■ ACTION ITEM: Retype the listing below exactly, beginning at the line that contains "Target: moss-covered branch" and ending with its last line.

══ SOURCE RECORDS ══

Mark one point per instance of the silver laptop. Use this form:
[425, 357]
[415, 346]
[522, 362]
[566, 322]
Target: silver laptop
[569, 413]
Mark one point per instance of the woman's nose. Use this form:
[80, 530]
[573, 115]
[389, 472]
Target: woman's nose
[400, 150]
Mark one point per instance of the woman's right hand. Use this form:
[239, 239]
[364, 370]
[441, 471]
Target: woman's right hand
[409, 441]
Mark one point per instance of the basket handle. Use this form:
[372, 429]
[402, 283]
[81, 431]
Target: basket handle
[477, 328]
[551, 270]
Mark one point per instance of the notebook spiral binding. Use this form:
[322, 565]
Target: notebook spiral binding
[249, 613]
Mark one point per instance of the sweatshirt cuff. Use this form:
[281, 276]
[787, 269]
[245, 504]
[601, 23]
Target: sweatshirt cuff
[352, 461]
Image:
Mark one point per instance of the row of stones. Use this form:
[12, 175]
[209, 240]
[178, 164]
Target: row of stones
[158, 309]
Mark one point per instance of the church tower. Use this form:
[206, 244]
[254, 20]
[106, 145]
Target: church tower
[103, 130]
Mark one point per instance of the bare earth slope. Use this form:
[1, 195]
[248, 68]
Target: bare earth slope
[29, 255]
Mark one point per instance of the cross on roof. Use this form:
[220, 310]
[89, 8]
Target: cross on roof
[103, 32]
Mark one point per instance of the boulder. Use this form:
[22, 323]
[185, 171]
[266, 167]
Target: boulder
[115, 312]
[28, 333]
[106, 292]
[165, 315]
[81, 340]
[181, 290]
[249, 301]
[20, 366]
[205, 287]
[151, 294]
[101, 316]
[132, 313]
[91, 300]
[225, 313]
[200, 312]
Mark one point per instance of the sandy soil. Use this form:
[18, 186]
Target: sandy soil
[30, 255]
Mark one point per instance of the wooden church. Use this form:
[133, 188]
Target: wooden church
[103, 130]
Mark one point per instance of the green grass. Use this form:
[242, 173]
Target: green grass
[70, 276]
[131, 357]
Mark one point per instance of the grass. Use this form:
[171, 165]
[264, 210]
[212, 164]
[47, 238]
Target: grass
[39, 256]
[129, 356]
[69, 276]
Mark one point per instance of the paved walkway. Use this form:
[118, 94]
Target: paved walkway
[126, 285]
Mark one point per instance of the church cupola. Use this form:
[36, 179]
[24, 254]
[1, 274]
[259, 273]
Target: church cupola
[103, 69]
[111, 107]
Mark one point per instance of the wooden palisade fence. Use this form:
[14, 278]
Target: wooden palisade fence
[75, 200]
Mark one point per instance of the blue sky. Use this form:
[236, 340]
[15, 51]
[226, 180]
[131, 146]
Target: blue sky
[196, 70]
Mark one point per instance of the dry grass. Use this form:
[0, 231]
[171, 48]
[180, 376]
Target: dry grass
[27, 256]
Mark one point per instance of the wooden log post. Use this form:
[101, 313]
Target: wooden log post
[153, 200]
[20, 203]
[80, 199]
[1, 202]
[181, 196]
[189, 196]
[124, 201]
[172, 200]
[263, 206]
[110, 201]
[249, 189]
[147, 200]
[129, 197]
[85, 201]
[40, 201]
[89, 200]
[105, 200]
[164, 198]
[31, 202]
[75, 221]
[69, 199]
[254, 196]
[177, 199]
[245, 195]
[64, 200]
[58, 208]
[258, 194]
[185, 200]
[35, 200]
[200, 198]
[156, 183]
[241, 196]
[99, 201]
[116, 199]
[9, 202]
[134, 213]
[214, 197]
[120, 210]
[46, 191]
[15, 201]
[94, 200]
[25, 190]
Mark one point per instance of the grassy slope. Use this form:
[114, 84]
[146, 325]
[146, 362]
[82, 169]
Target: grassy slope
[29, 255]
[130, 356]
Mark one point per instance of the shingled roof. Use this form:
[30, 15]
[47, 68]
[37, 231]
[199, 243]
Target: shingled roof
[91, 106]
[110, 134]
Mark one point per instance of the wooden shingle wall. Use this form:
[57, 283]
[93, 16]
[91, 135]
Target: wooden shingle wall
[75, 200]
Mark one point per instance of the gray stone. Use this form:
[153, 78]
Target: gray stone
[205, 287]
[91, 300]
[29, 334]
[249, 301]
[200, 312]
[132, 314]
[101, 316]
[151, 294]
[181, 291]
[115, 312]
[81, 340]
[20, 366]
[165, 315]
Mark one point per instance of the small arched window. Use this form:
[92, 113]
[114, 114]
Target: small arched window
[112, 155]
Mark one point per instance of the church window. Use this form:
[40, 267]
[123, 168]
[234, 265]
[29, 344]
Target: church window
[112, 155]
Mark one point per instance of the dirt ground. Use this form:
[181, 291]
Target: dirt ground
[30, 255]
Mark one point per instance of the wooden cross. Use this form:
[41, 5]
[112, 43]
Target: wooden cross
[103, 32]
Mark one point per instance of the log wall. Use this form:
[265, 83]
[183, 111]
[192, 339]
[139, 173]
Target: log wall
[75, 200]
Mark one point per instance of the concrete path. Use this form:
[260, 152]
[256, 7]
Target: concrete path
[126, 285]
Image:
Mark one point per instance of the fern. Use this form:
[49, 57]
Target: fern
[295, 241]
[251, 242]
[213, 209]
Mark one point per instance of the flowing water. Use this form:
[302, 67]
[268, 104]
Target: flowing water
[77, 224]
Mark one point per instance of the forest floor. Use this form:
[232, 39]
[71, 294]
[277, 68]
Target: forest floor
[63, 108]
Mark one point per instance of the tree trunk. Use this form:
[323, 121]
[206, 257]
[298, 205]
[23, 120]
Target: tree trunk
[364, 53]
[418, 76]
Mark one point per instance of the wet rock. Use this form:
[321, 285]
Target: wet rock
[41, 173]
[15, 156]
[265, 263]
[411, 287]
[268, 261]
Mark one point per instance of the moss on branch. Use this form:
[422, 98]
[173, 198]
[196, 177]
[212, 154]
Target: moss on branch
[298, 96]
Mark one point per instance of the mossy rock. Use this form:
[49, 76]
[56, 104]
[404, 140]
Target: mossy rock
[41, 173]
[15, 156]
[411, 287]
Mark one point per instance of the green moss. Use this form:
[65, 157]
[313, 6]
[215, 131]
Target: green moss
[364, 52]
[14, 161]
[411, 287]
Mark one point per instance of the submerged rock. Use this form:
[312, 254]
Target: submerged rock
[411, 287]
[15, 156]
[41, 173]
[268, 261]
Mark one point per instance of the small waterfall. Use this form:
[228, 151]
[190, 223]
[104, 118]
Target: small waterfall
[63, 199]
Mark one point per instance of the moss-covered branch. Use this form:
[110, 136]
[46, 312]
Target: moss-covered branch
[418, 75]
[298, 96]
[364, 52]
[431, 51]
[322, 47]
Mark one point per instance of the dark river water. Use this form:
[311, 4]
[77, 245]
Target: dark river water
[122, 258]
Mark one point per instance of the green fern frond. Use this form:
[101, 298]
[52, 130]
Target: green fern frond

═══

■ ANSWER SPACE:
Target: moss-covered branch
[418, 75]
[298, 96]
[364, 52]
[431, 51]
[322, 47]
Mark one point per instance of the dark river water. Use this form:
[311, 4]
[77, 245]
Target: dark river water
[122, 258]
Mark one point per instance of the green fern frond. Use this form:
[101, 298]
[52, 130]
Target: green fern frond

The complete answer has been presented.